→ **SET EXERCISE**
Count the lines in the items below that contain the word "dress" and reply with that number alone.

→ **MATERIAL FOR THIS EXERCISE**

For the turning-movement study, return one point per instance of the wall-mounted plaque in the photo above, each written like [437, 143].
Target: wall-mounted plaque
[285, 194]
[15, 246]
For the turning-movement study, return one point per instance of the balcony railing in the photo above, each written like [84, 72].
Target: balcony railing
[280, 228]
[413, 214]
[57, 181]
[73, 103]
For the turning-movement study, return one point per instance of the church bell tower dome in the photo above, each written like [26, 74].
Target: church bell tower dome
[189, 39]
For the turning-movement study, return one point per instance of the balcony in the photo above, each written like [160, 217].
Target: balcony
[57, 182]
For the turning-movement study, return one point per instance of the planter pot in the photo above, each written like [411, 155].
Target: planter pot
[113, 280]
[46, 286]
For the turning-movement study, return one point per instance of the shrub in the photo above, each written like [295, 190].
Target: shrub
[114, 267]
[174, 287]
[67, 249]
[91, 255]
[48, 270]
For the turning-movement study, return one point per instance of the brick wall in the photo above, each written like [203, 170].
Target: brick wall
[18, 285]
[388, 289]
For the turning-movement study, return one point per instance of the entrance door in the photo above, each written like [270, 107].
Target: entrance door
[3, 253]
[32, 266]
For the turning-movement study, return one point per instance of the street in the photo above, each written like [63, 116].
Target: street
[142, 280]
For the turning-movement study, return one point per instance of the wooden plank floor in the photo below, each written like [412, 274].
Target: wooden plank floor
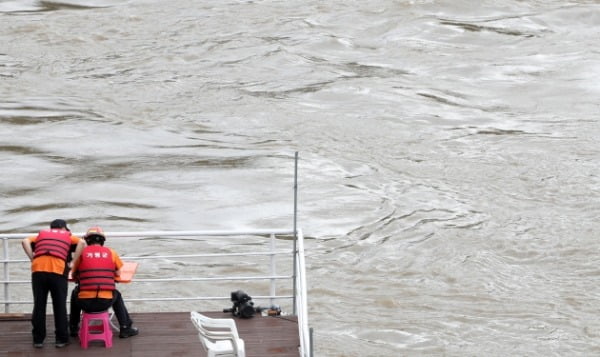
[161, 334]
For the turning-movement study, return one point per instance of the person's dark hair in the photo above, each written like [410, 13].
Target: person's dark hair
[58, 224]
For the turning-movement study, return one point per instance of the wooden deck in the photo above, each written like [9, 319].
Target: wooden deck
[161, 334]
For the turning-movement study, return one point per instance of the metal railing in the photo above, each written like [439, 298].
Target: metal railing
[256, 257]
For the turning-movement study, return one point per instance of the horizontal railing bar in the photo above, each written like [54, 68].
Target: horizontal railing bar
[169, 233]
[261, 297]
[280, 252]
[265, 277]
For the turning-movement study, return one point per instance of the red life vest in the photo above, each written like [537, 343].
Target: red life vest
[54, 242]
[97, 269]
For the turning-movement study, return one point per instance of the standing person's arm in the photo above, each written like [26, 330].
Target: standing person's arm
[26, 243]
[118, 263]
* * *
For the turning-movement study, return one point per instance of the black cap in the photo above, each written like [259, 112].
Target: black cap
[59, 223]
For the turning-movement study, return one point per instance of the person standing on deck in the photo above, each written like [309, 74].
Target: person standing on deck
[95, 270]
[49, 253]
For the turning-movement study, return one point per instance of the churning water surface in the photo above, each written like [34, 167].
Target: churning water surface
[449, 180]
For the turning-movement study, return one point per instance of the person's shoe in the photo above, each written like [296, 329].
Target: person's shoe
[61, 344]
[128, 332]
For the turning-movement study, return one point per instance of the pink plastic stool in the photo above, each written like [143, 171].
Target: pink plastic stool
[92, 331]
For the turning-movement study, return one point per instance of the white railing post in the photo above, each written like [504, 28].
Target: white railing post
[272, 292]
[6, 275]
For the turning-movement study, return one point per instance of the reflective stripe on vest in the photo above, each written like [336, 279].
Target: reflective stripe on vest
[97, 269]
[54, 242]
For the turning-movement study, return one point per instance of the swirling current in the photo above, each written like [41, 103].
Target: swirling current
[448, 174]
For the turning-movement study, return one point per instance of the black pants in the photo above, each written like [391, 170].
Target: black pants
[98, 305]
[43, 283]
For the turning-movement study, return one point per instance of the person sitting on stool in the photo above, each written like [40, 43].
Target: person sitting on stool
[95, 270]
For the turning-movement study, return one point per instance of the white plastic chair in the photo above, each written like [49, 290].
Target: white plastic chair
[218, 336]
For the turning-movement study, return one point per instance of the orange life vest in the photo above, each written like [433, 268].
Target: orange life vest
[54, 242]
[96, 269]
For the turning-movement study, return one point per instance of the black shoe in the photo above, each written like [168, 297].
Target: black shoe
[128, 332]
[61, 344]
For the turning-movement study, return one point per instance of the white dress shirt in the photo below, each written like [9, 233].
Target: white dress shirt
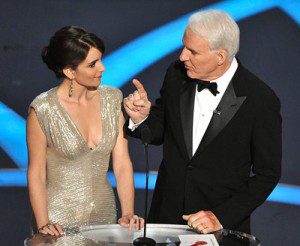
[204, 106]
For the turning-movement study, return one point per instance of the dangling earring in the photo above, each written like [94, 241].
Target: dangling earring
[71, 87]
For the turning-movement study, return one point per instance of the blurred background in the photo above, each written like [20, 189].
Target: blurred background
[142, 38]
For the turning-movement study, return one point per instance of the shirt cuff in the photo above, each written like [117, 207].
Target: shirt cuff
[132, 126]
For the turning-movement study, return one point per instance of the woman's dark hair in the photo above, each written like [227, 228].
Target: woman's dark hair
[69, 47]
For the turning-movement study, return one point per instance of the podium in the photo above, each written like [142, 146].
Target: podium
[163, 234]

→ **OUTPUT FOR THIS EXERCISE**
2